Records from a data source:
* * * * * * * * *
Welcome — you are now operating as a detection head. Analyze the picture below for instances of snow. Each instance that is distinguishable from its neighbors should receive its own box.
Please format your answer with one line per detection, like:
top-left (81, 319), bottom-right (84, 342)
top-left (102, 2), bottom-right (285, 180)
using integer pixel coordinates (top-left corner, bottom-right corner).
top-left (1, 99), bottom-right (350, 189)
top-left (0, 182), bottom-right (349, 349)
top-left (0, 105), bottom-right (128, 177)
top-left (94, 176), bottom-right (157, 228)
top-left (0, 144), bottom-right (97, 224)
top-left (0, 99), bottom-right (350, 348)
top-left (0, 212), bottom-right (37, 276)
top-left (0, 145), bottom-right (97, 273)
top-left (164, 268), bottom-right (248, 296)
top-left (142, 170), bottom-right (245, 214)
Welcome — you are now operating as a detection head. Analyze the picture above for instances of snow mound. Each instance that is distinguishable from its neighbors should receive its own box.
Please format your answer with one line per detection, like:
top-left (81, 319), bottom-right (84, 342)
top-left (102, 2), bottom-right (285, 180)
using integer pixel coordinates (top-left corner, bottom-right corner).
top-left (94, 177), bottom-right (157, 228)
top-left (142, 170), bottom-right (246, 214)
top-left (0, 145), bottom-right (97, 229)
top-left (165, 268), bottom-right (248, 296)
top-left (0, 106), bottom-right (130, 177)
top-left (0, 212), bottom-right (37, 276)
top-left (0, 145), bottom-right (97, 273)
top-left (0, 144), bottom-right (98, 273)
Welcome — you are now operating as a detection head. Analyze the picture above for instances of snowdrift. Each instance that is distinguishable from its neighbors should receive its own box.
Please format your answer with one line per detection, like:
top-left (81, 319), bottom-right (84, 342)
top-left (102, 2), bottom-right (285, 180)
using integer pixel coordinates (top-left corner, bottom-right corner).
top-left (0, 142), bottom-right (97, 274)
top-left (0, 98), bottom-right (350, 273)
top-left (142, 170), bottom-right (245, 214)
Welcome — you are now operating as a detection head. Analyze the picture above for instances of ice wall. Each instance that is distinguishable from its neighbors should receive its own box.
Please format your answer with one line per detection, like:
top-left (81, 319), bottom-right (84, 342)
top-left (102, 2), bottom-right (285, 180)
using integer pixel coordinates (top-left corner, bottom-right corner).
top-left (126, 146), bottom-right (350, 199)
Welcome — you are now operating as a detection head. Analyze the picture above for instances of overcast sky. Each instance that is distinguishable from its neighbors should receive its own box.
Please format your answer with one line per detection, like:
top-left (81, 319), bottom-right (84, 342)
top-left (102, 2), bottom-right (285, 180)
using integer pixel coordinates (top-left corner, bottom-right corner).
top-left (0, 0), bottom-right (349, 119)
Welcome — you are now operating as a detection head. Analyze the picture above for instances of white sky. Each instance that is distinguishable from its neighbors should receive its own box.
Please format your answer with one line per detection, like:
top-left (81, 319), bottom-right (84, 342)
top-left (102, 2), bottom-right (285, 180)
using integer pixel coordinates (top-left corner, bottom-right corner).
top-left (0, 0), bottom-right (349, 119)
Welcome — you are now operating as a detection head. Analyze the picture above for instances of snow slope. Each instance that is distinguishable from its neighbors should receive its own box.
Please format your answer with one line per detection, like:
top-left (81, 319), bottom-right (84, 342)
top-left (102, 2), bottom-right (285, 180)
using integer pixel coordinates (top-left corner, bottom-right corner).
* * * * * * * * *
## Problem to work on
All lines above are to be transcribed exactly.

## Expected answer
Welcome — you are now operating as a detection head. Analyze the picture below for instances of snow. Each instance that is distinguishable from its neighbors should receive its own box.
Please format your answer with one line per detection, like:
top-left (81, 319), bottom-right (84, 342)
top-left (102, 2), bottom-right (285, 180)
using integer pixel coordinates (top-left corner, bottom-right corner).
top-left (1, 99), bottom-right (350, 189)
top-left (0, 182), bottom-right (349, 349)
top-left (0, 105), bottom-right (128, 177)
top-left (94, 176), bottom-right (157, 228)
top-left (0, 144), bottom-right (97, 224)
top-left (0, 99), bottom-right (350, 348)
top-left (0, 212), bottom-right (37, 276)
top-left (0, 145), bottom-right (97, 273)
top-left (164, 268), bottom-right (248, 296)
top-left (142, 170), bottom-right (245, 214)
Welcome — you are now operating as a detection head. Analyze the picture above for instances of snow mound. Each instance that is distinguishable from its neighbors should receive its own box.
Please format your answer with one line per detection, like:
top-left (81, 319), bottom-right (84, 342)
top-left (102, 2), bottom-right (285, 180)
using integer pixel coordinates (top-left corner, bottom-right corner).
top-left (94, 177), bottom-right (157, 228)
top-left (142, 170), bottom-right (246, 214)
top-left (0, 145), bottom-right (97, 229)
top-left (165, 268), bottom-right (248, 296)
top-left (0, 106), bottom-right (130, 177)
top-left (0, 212), bottom-right (37, 276)
top-left (0, 145), bottom-right (97, 273)
top-left (0, 144), bottom-right (98, 273)
Welcome — you are now operating as a detection head. Analyze the picture above for instances of snowdrift. Each instance that is distinguishable from its neighbors should receive its own box.
Please format your answer with one line per detection, like:
top-left (81, 319), bottom-right (84, 342)
top-left (102, 2), bottom-right (285, 180)
using integer pixel coordinates (top-left corner, bottom-right corner).
top-left (0, 142), bottom-right (97, 274)
top-left (0, 98), bottom-right (350, 273)
top-left (142, 170), bottom-right (245, 214)
Welcome — you are now operating as a detection head. Analyze the picture above for instances of ice wall. Each instance that is distinguishable from its neighbors should receive its own box.
Please format your answer with one line per detection, like:
top-left (81, 319), bottom-right (84, 342)
top-left (102, 2), bottom-right (285, 180)
using integer pixel coordinates (top-left corner, bottom-right corner).
top-left (126, 146), bottom-right (350, 199)
Welcome — you are now operating as a detection head. Analyze the picture above for instances of overcast sky. Each instance that is distinguishable from its neighbors should receive its own box.
Please format your answer with one line per detection, like:
top-left (81, 319), bottom-right (84, 342)
top-left (102, 2), bottom-right (285, 180)
using integer pixel coordinates (top-left corner, bottom-right corner).
top-left (0, 0), bottom-right (349, 119)
Welcome — you are now operating as a detection head. Analyze the picture above for instances of white sky. Each instance that is distinguishable from its neighbors should receive its own box.
Please format your answer with one line per detection, like:
top-left (81, 319), bottom-right (84, 342)
top-left (102, 2), bottom-right (285, 180)
using integer pixel coordinates (top-left corner, bottom-right corner).
top-left (0, 0), bottom-right (349, 119)
Welcome — you are now operating as a detection head. Analyze the picture above for instances of snow slope. Each instance that is distinguishable from its neighbors should receive its own box.
Please format your answer with one line per detection, like:
top-left (81, 319), bottom-right (84, 342)
top-left (102, 2), bottom-right (285, 180)
using integer pixel coordinates (top-left corner, bottom-right corner).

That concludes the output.